TASK OBJECTIVE:
Find every line in the records below that contains the word "pasta", and copy each such line.

DATA FOR THIS EXERCISE:
==================================================

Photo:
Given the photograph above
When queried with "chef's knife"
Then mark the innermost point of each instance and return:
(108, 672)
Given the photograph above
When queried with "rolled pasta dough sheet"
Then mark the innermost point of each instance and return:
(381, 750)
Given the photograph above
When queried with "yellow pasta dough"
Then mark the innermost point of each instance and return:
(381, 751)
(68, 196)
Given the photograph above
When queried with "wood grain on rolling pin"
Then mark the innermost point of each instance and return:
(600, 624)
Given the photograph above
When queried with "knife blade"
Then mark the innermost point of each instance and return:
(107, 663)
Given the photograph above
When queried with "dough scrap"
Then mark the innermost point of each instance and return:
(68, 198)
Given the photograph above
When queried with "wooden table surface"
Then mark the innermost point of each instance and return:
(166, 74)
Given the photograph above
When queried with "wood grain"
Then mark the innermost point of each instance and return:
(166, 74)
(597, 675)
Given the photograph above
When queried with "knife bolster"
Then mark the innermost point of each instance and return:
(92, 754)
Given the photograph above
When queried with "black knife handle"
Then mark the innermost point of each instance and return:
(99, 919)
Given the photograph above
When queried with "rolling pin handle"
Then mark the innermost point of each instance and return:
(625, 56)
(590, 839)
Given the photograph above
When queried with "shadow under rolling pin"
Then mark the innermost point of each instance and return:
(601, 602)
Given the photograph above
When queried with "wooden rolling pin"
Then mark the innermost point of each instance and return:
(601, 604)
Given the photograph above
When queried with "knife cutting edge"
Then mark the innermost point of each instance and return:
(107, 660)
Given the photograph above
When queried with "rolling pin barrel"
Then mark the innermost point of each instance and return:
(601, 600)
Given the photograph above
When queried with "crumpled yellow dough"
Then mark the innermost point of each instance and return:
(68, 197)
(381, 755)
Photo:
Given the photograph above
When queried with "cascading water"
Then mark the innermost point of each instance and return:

==================================================

TASK RESPONSE:
When queried with "rolled pasta dough sheet"
When queried with "yellow pasta dough"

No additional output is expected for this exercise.